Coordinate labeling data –

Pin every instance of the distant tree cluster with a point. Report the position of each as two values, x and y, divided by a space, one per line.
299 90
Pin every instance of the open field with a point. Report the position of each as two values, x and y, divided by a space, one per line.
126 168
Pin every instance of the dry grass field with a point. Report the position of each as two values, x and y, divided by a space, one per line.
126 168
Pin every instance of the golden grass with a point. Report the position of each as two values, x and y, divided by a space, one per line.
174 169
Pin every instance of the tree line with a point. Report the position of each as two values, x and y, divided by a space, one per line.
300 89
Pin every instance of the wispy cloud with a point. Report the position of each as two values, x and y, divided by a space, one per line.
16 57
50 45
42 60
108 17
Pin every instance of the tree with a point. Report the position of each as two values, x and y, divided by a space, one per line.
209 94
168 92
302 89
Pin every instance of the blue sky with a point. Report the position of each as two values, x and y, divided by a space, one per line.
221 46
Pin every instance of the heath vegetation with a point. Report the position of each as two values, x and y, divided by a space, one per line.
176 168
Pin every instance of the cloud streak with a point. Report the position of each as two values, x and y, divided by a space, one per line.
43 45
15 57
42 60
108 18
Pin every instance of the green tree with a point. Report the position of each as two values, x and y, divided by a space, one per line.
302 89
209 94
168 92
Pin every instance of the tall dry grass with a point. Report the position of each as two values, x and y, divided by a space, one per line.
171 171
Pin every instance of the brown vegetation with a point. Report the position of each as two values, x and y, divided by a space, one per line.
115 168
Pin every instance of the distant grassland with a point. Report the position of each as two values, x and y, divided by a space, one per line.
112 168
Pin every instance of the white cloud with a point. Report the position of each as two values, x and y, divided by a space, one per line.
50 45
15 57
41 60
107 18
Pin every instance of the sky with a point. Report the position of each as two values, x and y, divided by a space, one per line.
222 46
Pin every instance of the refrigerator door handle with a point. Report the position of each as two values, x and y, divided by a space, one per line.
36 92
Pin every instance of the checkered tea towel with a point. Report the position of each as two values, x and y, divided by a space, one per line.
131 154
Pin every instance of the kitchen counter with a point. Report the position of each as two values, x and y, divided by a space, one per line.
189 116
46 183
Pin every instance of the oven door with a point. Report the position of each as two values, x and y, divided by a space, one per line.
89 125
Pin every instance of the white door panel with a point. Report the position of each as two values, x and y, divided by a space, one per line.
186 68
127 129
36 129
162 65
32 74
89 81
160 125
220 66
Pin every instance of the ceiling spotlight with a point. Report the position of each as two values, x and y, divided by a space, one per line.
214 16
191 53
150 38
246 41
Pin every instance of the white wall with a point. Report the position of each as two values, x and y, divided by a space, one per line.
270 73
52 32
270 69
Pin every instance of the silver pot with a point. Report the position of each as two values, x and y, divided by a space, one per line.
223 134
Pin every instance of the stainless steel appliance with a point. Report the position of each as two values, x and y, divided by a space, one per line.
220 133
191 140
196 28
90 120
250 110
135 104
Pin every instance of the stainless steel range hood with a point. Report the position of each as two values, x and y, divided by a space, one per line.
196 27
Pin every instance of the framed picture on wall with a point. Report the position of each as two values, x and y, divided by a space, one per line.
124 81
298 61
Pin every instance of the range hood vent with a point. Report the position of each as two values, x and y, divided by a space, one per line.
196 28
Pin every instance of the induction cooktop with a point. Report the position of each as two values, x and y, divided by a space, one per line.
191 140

SET PROBLEM – Exactly reproduce the lines beginning with the one that contains "Pin every instance of the white wall" and ending with the last line of the material, both included. Leave out everything else.

SOLUTION –
Pin every instance of the white wall with a point. Report the position of each as two values, x and y, divided by a space, one per line.
270 73
52 32
270 69
Pin every instance of the silver pot with a point. Report the position of each as two values, x and y, divided by a space, one per line.
223 134
Pin every instance of the stainless steel appliance with a point. Report the position of each as two values, x and y, divided by a space, one per line.
220 133
191 140
196 28
90 120
250 110
135 104
Pin every instance of the stainless steel range hood with a point. Report the position of each as two values, x and y, divided by a space, one per line.
196 27
Pin every instance of the framed picture on wall with a point. Report the position of each as two values, x and y, divided by a space, one per line.
124 81
298 61
Pin every instance of the range hood vent with a point. Report the position of each as two values, x and y, divided by a space, one per line.
196 28
Pin every instance of the induction cooktop with a point. Report the position of each as two values, x and y, divided by a space, one per line.
191 140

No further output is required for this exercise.